>> Begin Data listing

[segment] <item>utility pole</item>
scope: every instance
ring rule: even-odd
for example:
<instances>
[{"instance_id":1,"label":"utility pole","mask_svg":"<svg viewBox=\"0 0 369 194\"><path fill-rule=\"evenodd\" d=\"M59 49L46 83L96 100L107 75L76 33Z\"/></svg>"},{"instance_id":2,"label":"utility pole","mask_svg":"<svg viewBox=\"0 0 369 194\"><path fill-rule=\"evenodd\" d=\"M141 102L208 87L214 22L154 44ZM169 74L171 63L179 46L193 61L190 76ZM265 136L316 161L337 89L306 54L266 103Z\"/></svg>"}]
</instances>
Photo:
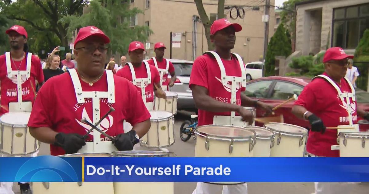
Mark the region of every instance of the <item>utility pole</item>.
<instances>
[{"instance_id":1,"label":"utility pole","mask_svg":"<svg viewBox=\"0 0 369 194\"><path fill-rule=\"evenodd\" d=\"M263 54L263 68L262 76L263 77L265 73L265 55L266 55L266 49L268 48L268 42L269 40L269 12L270 8L270 0L266 0L265 1L265 13L263 16L263 21L265 23L265 34L264 35L264 53Z\"/></svg>"}]
</instances>

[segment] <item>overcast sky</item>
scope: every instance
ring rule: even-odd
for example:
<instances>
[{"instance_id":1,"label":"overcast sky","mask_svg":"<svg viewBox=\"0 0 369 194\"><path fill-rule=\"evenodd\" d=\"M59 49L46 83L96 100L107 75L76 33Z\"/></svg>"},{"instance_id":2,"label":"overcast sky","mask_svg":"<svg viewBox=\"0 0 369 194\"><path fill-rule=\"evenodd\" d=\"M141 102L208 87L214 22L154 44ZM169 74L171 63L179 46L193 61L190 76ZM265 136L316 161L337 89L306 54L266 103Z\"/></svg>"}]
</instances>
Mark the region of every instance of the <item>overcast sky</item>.
<instances>
[{"instance_id":1,"label":"overcast sky","mask_svg":"<svg viewBox=\"0 0 369 194\"><path fill-rule=\"evenodd\" d=\"M287 1L287 0L275 0L275 6L281 7L283 4L283 2Z\"/></svg>"}]
</instances>

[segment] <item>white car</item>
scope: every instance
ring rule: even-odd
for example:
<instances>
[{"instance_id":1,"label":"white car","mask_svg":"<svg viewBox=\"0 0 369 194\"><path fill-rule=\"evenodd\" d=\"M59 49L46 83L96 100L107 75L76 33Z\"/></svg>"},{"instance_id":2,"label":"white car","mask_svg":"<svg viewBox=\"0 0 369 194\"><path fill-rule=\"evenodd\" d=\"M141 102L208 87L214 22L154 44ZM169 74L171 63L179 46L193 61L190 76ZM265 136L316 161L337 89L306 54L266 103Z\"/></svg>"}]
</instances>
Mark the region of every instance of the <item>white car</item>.
<instances>
[{"instance_id":1,"label":"white car","mask_svg":"<svg viewBox=\"0 0 369 194\"><path fill-rule=\"evenodd\" d=\"M246 70L246 81L261 78L263 62L255 61L247 63L245 65Z\"/></svg>"}]
</instances>

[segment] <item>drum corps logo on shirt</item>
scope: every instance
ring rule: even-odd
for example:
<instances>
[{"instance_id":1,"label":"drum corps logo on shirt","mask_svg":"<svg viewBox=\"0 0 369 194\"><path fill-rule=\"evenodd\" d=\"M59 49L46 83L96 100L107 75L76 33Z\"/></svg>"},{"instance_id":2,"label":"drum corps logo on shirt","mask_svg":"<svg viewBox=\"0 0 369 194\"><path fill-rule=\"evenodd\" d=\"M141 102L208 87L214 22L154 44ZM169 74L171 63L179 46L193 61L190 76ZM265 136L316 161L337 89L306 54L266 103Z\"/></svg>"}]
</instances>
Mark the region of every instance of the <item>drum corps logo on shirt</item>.
<instances>
[{"instance_id":1,"label":"drum corps logo on shirt","mask_svg":"<svg viewBox=\"0 0 369 194\"><path fill-rule=\"evenodd\" d=\"M83 118L85 118L86 119L86 120L92 123L94 123L91 121L91 120L90 119L90 117L89 116L88 114L87 114L87 112L86 111L86 109L85 108L83 108L83 110L82 112L82 116L81 117L81 119L82 119ZM76 121L77 121L77 122L78 124L85 128L85 130L86 131L86 132L89 131L89 130L91 129L91 127L89 125L82 123L77 119L75 119ZM106 118L104 119L103 121L101 122L101 123L100 123L100 126L102 128L101 130L106 133L106 132L109 130L109 128L113 126L114 122L114 120L113 116L110 115L108 115L108 116ZM93 131L92 131L90 133L90 135L93 136Z\"/></svg>"},{"instance_id":2,"label":"drum corps logo on shirt","mask_svg":"<svg viewBox=\"0 0 369 194\"><path fill-rule=\"evenodd\" d=\"M217 79L217 80L219 81L219 82L222 84L222 85L223 86L223 87L224 88L224 89L226 90L227 92L230 93L232 92L232 82L227 82L227 84L226 85L223 85L223 83L222 83L222 80L220 79L217 78L216 76L215 76L215 78ZM241 83L238 82L236 83L236 92L238 91L238 90L240 88L241 88Z\"/></svg>"},{"instance_id":3,"label":"drum corps logo on shirt","mask_svg":"<svg viewBox=\"0 0 369 194\"><path fill-rule=\"evenodd\" d=\"M6 96L9 97L14 97L17 96L18 92L17 88L8 89L6 90ZM22 88L22 95L24 96L30 94L31 91L30 91L30 87L26 87Z\"/></svg>"},{"instance_id":4,"label":"drum corps logo on shirt","mask_svg":"<svg viewBox=\"0 0 369 194\"><path fill-rule=\"evenodd\" d=\"M11 80L11 81L13 82L13 83L15 84L16 84L17 83L17 76L18 75L13 75L11 76L11 78L9 78L9 79L10 79ZM8 77L8 78L9 78ZM23 84L26 81L27 81L28 80L28 78L27 78L27 76L26 75L21 75L21 84Z\"/></svg>"}]
</instances>

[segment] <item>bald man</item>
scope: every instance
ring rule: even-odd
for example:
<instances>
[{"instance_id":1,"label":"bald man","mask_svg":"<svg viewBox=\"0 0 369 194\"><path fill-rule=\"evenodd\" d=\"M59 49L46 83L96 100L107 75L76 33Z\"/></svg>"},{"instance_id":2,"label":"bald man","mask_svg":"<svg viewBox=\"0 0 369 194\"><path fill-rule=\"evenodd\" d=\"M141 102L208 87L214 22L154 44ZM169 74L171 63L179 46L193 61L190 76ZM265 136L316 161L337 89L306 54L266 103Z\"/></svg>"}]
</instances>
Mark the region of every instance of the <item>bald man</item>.
<instances>
[{"instance_id":1,"label":"bald man","mask_svg":"<svg viewBox=\"0 0 369 194\"><path fill-rule=\"evenodd\" d=\"M74 63L72 62L72 53L68 52L65 54L65 59L62 61L63 65L65 65L68 69L74 68Z\"/></svg>"}]
</instances>

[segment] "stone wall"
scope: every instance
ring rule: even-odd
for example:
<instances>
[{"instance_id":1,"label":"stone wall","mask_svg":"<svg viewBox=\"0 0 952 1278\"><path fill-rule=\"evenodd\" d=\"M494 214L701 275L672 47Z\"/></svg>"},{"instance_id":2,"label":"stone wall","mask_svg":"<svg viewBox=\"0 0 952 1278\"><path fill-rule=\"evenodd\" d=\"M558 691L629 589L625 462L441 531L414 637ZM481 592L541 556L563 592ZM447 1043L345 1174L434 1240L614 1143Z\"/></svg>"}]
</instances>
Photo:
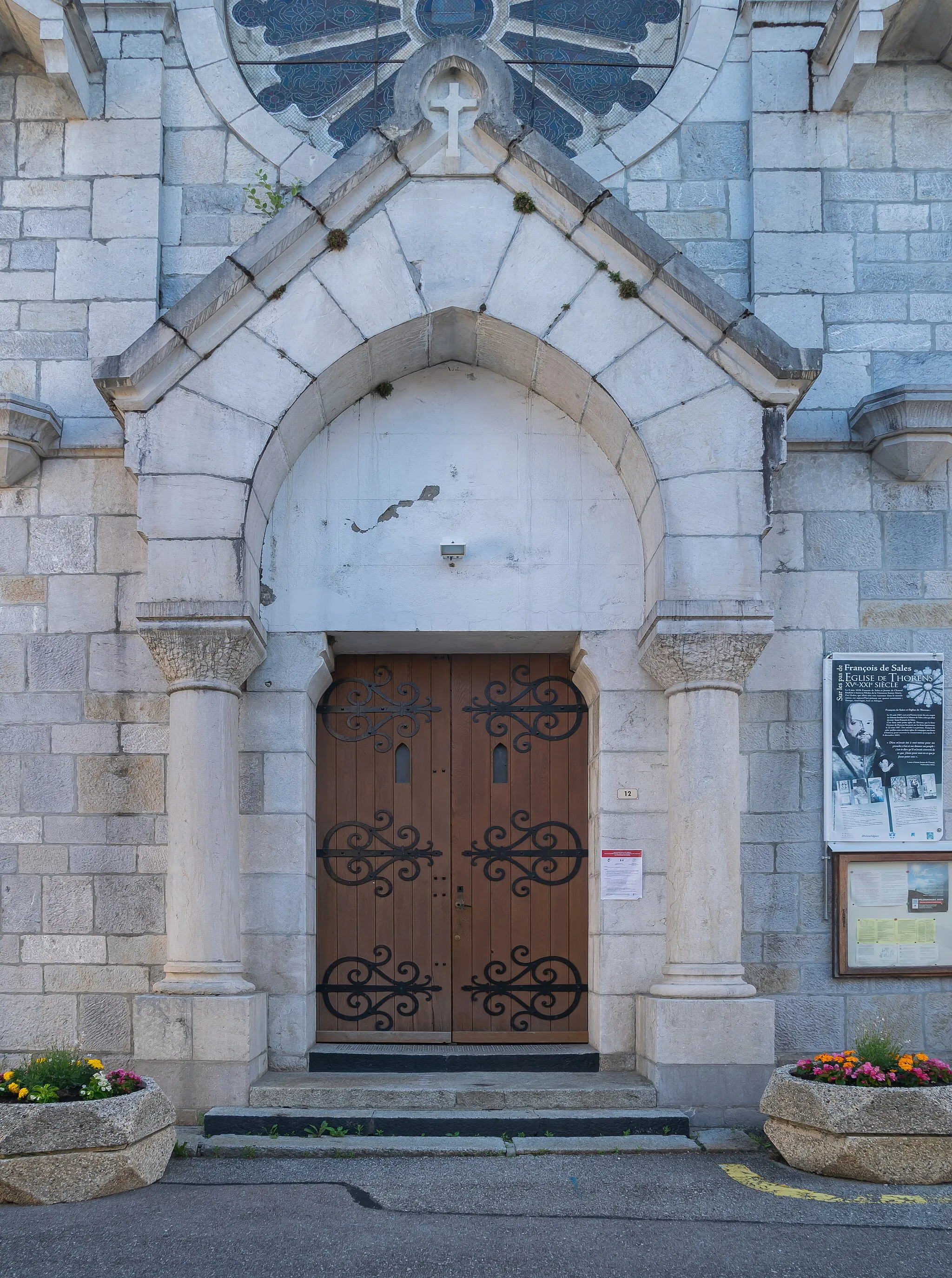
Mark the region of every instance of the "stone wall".
<instances>
[{"instance_id":1,"label":"stone wall","mask_svg":"<svg viewBox=\"0 0 952 1278\"><path fill-rule=\"evenodd\" d=\"M811 112L822 28L751 26L768 8L744 8L690 118L607 183L778 332L825 349L763 542L778 634L741 703L745 960L777 998L778 1053L879 1013L949 1053L952 982L831 976L819 682L825 651L952 656L947 475L896 482L846 424L874 387L952 382L952 72L878 66L852 112ZM0 492L0 1049L78 1035L125 1059L130 999L165 957L167 698L134 634L135 484L88 359L257 230L243 188L277 171L206 101L171 10L109 4L89 20L107 63L96 119L66 119L33 64L0 61L0 386L64 418L63 455ZM303 860L313 722L298 690L288 735L259 694L243 718L245 842ZM657 744L653 721L630 731ZM276 996L290 1059L313 958L281 941L307 905L279 897L248 919L248 971Z\"/></svg>"},{"instance_id":2,"label":"stone wall","mask_svg":"<svg viewBox=\"0 0 952 1278\"><path fill-rule=\"evenodd\" d=\"M0 492L3 1045L125 1056L165 958L169 704L133 633L135 483L119 458L32 479Z\"/></svg>"}]
</instances>

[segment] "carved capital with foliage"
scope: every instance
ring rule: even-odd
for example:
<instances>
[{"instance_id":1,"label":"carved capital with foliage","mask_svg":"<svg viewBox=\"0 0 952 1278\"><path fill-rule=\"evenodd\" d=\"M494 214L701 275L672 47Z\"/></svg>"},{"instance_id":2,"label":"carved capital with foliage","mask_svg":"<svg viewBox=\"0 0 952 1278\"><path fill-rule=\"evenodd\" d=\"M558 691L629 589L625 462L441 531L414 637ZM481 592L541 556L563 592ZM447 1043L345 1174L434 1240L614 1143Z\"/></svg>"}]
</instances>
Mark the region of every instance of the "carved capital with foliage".
<instances>
[{"instance_id":1,"label":"carved capital with foliage","mask_svg":"<svg viewBox=\"0 0 952 1278\"><path fill-rule=\"evenodd\" d=\"M170 693L197 688L238 695L265 659L265 635L249 603L143 603L138 625Z\"/></svg>"},{"instance_id":2,"label":"carved capital with foliage","mask_svg":"<svg viewBox=\"0 0 952 1278\"><path fill-rule=\"evenodd\" d=\"M758 599L662 599L639 631L639 661L668 697L740 693L772 634L773 610Z\"/></svg>"}]
</instances>

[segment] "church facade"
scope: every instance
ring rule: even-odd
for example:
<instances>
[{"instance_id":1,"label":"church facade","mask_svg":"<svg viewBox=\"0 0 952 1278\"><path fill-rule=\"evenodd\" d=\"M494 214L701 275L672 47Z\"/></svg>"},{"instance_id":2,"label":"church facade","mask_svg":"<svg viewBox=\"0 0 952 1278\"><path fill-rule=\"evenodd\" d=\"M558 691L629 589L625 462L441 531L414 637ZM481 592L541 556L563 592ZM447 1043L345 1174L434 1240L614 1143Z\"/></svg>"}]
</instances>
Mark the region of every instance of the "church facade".
<instances>
[{"instance_id":1,"label":"church facade","mask_svg":"<svg viewBox=\"0 0 952 1278\"><path fill-rule=\"evenodd\" d=\"M948 1057L822 680L952 633L952 6L8 8L0 1053Z\"/></svg>"}]
</instances>

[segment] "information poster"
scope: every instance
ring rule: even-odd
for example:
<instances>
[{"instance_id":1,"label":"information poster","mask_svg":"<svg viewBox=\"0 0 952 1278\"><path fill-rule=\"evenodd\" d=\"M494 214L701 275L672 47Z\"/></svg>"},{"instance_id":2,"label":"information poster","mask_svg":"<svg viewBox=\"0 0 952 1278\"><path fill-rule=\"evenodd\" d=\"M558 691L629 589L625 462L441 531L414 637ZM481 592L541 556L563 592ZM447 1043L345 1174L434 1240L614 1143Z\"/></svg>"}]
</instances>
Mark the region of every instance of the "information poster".
<instances>
[{"instance_id":1,"label":"information poster","mask_svg":"<svg viewBox=\"0 0 952 1278\"><path fill-rule=\"evenodd\" d=\"M602 900L641 900L641 854L602 849Z\"/></svg>"},{"instance_id":2,"label":"information poster","mask_svg":"<svg viewBox=\"0 0 952 1278\"><path fill-rule=\"evenodd\" d=\"M850 969L952 966L949 864L848 861L842 923Z\"/></svg>"},{"instance_id":3,"label":"information poster","mask_svg":"<svg viewBox=\"0 0 952 1278\"><path fill-rule=\"evenodd\" d=\"M827 842L942 838L942 653L823 662Z\"/></svg>"}]
</instances>

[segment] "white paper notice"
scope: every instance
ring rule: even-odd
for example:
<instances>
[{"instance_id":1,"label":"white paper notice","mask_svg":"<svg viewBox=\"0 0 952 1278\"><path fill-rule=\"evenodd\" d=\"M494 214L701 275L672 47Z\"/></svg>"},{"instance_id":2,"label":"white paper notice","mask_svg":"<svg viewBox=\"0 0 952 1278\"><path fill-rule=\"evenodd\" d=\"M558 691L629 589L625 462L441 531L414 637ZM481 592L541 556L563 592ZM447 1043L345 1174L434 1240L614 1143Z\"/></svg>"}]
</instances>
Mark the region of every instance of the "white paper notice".
<instances>
[{"instance_id":1,"label":"white paper notice","mask_svg":"<svg viewBox=\"0 0 952 1278\"><path fill-rule=\"evenodd\" d=\"M850 866L850 900L854 905L905 905L907 893L905 861L898 866Z\"/></svg>"},{"instance_id":2,"label":"white paper notice","mask_svg":"<svg viewBox=\"0 0 952 1278\"><path fill-rule=\"evenodd\" d=\"M641 900L641 854L602 849L602 900Z\"/></svg>"}]
</instances>

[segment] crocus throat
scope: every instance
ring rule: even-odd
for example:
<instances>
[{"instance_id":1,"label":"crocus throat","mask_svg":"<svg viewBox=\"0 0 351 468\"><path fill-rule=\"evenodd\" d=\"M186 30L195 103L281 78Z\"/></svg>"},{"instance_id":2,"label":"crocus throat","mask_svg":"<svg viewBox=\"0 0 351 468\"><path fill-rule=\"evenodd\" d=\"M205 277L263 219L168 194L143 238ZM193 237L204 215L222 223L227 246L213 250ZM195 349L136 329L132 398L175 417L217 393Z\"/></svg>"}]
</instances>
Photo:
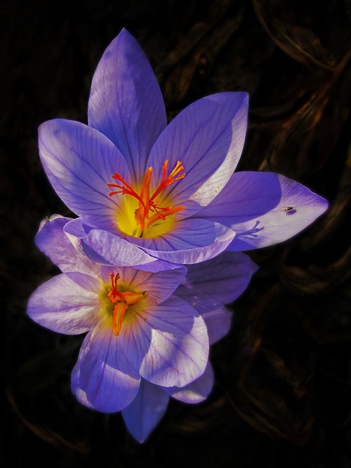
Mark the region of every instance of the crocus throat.
<instances>
[{"instance_id":1,"label":"crocus throat","mask_svg":"<svg viewBox=\"0 0 351 468\"><path fill-rule=\"evenodd\" d=\"M118 273L111 273L111 288L107 294L110 300L114 304L112 312L112 331L114 336L118 336L122 327L122 321L127 309L131 305L138 304L147 297L147 291L121 292L117 289L117 281L120 276Z\"/></svg>"},{"instance_id":2,"label":"crocus throat","mask_svg":"<svg viewBox=\"0 0 351 468\"><path fill-rule=\"evenodd\" d=\"M135 237L143 237L148 233L149 235L147 234L146 236L154 236L150 235L150 229L149 228L150 227L154 226L158 221L165 221L168 216L174 215L184 209L184 206L159 206L159 201L157 199L157 197L166 187L185 177L184 173L180 173L184 171L184 166L180 161L177 162L174 169L166 176L168 163L168 161L166 159L162 166L162 180L152 194L150 194L152 175L152 167L151 166L145 171L139 193L134 190L117 172L112 175L112 179L116 179L121 184L107 184L107 187L119 189L111 192L109 196L121 194L122 195L129 195L138 201L138 208L134 210L136 229L133 230L132 233L128 232L128 234L132 234Z\"/></svg>"}]
</instances>

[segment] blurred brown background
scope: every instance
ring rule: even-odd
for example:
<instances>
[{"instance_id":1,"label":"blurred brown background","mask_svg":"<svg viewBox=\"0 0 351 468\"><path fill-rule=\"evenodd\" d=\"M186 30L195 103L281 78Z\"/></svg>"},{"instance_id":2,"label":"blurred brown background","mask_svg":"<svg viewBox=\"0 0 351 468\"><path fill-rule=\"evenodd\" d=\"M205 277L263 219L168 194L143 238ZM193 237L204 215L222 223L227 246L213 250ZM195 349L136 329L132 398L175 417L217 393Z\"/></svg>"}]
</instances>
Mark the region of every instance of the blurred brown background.
<instances>
[{"instance_id":1,"label":"blurred brown background","mask_svg":"<svg viewBox=\"0 0 351 468\"><path fill-rule=\"evenodd\" d=\"M351 467L350 0L16 1L0 18L2 466ZM122 27L149 57L169 120L206 94L247 91L239 169L279 172L330 201L296 238L250 253L260 268L212 349L212 394L172 402L143 446L119 415L71 394L82 337L25 315L57 273L34 244L39 224L69 215L41 167L38 125L86 122L93 73Z\"/></svg>"}]
</instances>

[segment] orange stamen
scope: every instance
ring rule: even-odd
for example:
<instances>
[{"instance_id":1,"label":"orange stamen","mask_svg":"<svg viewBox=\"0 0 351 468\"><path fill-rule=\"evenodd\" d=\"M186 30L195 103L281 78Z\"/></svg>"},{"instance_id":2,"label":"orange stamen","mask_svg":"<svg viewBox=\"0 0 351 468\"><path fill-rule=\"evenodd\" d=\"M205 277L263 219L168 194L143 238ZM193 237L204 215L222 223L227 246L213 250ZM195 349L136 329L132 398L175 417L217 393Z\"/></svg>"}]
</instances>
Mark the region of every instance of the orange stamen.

>> End Data listing

What the exercise asks: Your output consists solely of the lines from the one with "[segment] orange stamen" through the last line, copied exactly.

Answer to the problem:
[segment] orange stamen
scope: every instance
ring rule: even-odd
for example:
<instances>
[{"instance_id":1,"label":"orange stamen","mask_svg":"<svg viewBox=\"0 0 351 468\"><path fill-rule=\"evenodd\" d=\"M186 30L195 103L281 78Z\"/></svg>"},{"instance_id":2,"label":"orange stamen","mask_svg":"<svg viewBox=\"0 0 351 468\"><path fill-rule=\"evenodd\" d=\"M205 277L263 219L168 194L143 238ZM193 237L204 215L222 223L227 246L213 250ZM195 349L136 329L132 398L175 417L217 393Z\"/></svg>"}]
</instances>
Mark the region of every instance of the orange stamen.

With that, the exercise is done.